### Goal of the exercise:
Answer these questions from the RAID controller thread:
1. How many drives did the first poster have to image?
2. Which two tools does the reply from Patrick4n6 recommend?
3. According to seanmcl, what does storing the RAID configuration on the drives support?

** START Excerpted passage **

Intel SRCU32 RAID controller

Post Posted: Sep 20, 09 22:36

Anyone ever imaged a computer with one of these? I'm trying to put the RAID back together. The power supply was removed so we were forced to image the disks separately. there are 4 drives.
The RAID settings are actually stored on the drives but I'm having a heck of a time figuring them out. I think I have a RAID5, but I'm not 100% sure.
I've tried RAID Reconstructor and Encase's RAID analyzer script and neither gave me any help. I've tried my methods of finding the MBR and partition starts and those have only got me part way there.
Not only do I have to figure out the disk order and stripe size but also the sector that the striping starts at for each disk.
_________________
Greg Kelley, EnCE, DFCP
Vestige, Ltd
www.vestigeltd.com 
 
  

Patrick4n6
Senior Member
 

Re: Intel SRCU32 RAID controller

Post Posted: Sep 21, 09 01:39

Try PyFLAG or X-Ways.

The boys from Aust DSD gave a great demo of RAID reconstruction with PyFLAG years back at the AHTCC conference.
_________________
Tony Patrick, B. Inf Tech, CFCE
www.patrickcomputerfor...s.com/blog
www.twitter.com/Patrick4n6 
 
  

seanmcl
Senior Member
 

Re: Intel SRCU32 RAID controller

Post Posted: Sep 21, 09 01:52

Did you have all of your drives attached to a non-RAID SCSI adapter when using RAID Reconstructor?

You mentioned the RAID configuration being stored on the drive which is true. This is to support the Array Roaming Compatibility of that series of controllers but it may also indicate that there is proprietary technology involved.

** END Excerpted passage **
** START Material supplied **

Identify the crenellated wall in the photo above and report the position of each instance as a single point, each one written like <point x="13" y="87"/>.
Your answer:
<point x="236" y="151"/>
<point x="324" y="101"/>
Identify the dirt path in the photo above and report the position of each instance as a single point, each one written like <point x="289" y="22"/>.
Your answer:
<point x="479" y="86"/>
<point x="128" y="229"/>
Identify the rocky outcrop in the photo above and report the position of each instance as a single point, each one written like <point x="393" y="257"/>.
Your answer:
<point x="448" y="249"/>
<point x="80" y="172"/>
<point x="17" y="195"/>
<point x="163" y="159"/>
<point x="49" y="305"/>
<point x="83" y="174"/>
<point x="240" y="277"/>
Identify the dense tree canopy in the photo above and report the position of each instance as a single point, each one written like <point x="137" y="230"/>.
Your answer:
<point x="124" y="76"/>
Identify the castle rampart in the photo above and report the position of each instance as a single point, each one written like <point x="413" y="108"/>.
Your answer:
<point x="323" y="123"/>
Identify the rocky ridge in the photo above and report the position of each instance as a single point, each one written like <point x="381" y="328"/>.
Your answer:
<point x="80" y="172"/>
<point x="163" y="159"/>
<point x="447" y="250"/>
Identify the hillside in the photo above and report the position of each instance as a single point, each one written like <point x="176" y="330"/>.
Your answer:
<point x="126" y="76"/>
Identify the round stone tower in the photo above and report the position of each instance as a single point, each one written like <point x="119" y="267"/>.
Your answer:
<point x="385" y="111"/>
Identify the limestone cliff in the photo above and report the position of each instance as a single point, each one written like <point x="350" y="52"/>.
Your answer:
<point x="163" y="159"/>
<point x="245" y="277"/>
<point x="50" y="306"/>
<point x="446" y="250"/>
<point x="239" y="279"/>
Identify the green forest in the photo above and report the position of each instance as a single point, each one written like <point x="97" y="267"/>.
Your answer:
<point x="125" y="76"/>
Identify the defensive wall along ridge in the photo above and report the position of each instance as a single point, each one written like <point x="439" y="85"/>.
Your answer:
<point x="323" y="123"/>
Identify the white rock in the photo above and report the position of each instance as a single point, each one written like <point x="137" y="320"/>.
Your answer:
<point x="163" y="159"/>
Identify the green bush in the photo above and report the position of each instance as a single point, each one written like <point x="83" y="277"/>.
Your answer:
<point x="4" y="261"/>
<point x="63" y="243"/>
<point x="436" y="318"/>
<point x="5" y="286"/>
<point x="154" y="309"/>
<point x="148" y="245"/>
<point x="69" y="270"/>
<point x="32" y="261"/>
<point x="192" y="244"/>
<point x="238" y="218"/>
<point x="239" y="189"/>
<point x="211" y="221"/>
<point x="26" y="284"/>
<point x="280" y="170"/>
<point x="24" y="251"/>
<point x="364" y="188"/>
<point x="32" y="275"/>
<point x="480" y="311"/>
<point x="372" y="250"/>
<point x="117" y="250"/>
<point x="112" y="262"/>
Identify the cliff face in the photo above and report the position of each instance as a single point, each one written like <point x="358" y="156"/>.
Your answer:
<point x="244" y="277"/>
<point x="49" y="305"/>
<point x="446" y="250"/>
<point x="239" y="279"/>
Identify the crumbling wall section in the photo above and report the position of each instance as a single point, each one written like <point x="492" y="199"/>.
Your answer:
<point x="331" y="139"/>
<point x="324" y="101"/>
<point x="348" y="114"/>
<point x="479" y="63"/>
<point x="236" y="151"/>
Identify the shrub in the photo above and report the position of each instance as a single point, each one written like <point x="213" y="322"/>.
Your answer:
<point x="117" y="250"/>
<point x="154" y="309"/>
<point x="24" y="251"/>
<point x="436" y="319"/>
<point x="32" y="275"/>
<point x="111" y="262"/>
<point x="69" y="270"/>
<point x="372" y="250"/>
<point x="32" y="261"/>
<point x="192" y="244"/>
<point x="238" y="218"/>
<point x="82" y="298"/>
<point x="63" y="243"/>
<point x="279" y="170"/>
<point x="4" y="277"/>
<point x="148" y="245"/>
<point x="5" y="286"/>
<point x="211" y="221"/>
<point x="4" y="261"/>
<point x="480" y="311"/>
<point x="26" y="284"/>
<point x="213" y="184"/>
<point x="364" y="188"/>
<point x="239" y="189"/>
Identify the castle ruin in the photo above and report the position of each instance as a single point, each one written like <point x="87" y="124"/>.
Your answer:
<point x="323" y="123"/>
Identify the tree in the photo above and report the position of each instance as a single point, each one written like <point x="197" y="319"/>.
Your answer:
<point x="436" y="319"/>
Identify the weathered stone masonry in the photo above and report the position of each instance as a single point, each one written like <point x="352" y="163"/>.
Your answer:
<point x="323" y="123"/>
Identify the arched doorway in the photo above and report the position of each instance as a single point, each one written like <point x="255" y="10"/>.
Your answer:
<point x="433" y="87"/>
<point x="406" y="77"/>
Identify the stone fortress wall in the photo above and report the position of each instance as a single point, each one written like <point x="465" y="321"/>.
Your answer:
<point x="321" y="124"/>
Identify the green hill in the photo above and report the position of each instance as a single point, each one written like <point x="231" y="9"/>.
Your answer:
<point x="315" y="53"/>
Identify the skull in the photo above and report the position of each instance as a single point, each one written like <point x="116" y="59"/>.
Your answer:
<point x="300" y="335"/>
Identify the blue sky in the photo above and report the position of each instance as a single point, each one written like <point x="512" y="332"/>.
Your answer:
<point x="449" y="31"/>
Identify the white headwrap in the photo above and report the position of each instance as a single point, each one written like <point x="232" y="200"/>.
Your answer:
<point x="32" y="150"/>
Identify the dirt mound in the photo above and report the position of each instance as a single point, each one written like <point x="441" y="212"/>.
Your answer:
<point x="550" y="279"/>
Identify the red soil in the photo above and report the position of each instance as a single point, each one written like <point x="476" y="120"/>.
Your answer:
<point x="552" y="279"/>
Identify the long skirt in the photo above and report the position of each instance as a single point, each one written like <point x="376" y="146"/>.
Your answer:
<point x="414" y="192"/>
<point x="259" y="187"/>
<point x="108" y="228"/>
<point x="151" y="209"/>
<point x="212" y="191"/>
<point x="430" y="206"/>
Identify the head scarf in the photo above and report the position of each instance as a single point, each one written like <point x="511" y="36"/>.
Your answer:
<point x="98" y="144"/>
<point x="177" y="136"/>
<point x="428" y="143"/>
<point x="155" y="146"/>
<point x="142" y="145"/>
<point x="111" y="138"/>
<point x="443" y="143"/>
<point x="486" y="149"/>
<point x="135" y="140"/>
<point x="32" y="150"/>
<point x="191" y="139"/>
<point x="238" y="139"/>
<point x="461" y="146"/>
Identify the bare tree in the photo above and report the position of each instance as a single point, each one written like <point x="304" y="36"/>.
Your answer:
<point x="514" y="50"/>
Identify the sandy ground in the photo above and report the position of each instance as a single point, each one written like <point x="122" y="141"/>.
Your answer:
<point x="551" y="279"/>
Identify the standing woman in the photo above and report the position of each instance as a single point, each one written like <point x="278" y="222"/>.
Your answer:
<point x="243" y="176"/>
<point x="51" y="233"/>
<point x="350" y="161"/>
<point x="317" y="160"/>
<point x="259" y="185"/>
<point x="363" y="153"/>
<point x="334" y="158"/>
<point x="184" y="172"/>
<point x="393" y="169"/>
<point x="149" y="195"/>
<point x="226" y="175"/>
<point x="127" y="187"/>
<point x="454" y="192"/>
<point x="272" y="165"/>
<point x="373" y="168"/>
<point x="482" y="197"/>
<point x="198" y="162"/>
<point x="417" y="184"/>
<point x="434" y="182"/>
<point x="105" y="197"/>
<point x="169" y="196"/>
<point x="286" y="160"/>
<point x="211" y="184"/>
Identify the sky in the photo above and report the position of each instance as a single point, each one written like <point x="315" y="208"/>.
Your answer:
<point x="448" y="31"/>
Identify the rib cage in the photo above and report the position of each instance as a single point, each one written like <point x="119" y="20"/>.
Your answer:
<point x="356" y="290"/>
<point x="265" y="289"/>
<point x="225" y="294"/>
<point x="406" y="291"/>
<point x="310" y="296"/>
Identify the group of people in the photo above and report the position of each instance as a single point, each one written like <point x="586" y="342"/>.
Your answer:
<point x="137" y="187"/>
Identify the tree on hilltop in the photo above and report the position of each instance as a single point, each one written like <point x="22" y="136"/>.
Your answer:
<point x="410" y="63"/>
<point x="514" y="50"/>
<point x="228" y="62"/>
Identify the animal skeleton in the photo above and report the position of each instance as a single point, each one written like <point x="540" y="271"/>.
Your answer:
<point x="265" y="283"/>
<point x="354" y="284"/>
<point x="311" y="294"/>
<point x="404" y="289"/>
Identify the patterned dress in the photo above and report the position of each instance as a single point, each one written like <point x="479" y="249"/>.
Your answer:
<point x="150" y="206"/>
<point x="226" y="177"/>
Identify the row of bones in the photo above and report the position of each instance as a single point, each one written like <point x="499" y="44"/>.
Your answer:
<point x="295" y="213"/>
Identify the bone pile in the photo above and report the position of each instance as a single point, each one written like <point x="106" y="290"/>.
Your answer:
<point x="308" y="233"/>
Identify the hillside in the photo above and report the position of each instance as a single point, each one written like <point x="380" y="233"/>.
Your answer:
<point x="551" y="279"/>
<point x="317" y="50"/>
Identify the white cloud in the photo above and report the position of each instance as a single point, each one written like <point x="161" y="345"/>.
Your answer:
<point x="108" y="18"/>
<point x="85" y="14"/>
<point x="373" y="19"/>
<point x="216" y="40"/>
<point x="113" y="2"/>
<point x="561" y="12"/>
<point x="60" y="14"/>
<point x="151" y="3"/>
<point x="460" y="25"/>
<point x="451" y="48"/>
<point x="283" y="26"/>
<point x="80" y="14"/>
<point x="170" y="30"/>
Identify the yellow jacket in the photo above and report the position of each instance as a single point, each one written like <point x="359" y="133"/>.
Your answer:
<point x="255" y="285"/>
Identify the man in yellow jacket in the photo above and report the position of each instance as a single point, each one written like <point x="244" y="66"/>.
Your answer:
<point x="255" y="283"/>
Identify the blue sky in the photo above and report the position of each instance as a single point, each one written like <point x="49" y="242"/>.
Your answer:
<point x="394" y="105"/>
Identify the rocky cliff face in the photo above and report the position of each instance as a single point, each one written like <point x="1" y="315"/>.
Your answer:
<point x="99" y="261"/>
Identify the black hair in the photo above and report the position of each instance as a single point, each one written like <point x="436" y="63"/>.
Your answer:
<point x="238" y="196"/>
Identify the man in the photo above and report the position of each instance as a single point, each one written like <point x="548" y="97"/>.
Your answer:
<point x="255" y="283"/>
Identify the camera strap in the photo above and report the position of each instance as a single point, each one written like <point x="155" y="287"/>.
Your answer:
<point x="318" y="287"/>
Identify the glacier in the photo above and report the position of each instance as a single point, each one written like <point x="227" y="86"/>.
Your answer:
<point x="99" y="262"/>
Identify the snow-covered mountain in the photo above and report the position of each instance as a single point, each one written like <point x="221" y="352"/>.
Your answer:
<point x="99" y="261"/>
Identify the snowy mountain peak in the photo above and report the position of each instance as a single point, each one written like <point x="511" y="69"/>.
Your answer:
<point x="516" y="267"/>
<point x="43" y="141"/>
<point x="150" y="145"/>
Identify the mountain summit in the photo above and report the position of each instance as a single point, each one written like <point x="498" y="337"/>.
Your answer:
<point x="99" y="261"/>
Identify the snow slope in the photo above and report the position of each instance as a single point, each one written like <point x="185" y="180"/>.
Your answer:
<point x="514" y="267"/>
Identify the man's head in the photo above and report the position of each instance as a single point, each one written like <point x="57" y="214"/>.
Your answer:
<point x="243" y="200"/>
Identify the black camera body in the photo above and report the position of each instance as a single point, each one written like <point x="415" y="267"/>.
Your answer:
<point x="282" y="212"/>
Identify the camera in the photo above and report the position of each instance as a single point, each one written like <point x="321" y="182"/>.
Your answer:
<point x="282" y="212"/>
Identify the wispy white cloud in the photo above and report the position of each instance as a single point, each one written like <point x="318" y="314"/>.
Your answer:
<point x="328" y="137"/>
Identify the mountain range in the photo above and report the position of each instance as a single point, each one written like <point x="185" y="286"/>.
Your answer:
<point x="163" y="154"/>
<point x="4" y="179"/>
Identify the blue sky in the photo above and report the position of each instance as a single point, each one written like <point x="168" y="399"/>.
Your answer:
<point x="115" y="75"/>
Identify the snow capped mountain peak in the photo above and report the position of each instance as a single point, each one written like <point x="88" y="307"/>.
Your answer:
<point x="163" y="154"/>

** END Material supplied **

### Exercise solution:
1. Four drives.
2. PyFLAG and X-Ways.
3. The Array Roaming Compatibility of that series of controllers.